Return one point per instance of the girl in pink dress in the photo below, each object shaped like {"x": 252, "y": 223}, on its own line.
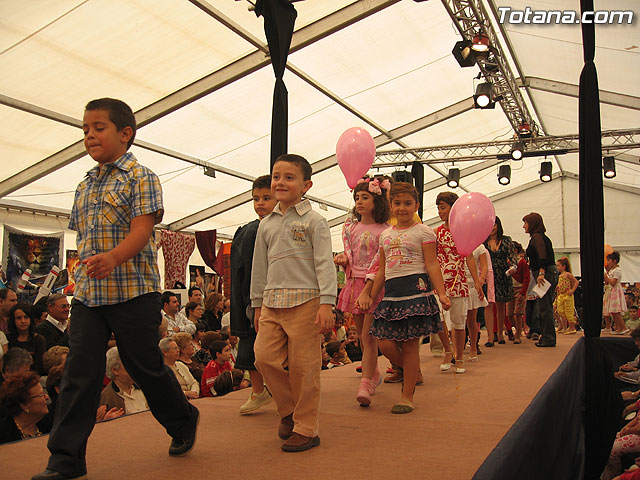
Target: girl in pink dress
{"x": 361, "y": 238}
{"x": 615, "y": 302}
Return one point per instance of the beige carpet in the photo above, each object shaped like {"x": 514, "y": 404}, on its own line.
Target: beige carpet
{"x": 458, "y": 420}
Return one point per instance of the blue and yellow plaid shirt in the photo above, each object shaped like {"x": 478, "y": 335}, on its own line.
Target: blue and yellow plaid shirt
{"x": 105, "y": 202}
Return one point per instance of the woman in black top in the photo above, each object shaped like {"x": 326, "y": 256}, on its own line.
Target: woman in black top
{"x": 22, "y": 334}
{"x": 543, "y": 267}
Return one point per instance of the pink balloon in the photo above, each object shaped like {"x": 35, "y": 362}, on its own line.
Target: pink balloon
{"x": 471, "y": 220}
{"x": 355, "y": 152}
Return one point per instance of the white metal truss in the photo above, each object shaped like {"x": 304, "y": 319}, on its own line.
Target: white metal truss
{"x": 549, "y": 145}
{"x": 471, "y": 18}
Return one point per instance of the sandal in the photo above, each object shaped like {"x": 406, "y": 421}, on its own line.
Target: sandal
{"x": 446, "y": 364}
{"x": 401, "y": 408}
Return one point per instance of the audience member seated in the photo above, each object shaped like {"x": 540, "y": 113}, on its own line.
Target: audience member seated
{"x": 24, "y": 402}
{"x": 17, "y": 360}
{"x": 229, "y": 381}
{"x": 22, "y": 334}
{"x": 203, "y": 355}
{"x": 8, "y": 299}
{"x": 185, "y": 346}
{"x": 221, "y": 353}
{"x": 634, "y": 321}
{"x": 54, "y": 329}
{"x": 213, "y": 311}
{"x": 176, "y": 320}
{"x": 352, "y": 345}
{"x": 335, "y": 350}
{"x": 170, "y": 352}
{"x": 630, "y": 371}
{"x": 195, "y": 296}
{"x": 39, "y": 311}
{"x": 627, "y": 442}
{"x": 193, "y": 312}
{"x": 122, "y": 392}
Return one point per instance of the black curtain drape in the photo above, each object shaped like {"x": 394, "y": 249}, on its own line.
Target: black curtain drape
{"x": 279, "y": 20}
{"x": 417, "y": 172}
{"x": 603, "y": 404}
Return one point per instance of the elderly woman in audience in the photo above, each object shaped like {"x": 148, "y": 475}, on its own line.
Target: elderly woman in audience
{"x": 213, "y": 311}
{"x": 122, "y": 392}
{"x": 185, "y": 344}
{"x": 171, "y": 352}
{"x": 193, "y": 311}
{"x": 203, "y": 355}
{"x": 25, "y": 402}
{"x": 22, "y": 334}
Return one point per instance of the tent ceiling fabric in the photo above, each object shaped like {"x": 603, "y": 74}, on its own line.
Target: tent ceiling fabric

_____

• WRITTEN EXERCISE: Repeat only the lines from the one holding "Return one point per instance of the elderly" through the last line of the data.

• CORRECT ANSWER:
Return one point per instance of the elderly woman in audience in the photo above, each object shaped like {"x": 148, "y": 475}, on its own line.
Target: elderly woman in audience
{"x": 213, "y": 311}
{"x": 122, "y": 392}
{"x": 185, "y": 344}
{"x": 171, "y": 352}
{"x": 193, "y": 311}
{"x": 203, "y": 355}
{"x": 25, "y": 402}
{"x": 22, "y": 334}
Return one point per instance of the tent ceiling fabric in the photo above, each object shaped like {"x": 603, "y": 74}, on its own line.
Target: tent ceiling fabric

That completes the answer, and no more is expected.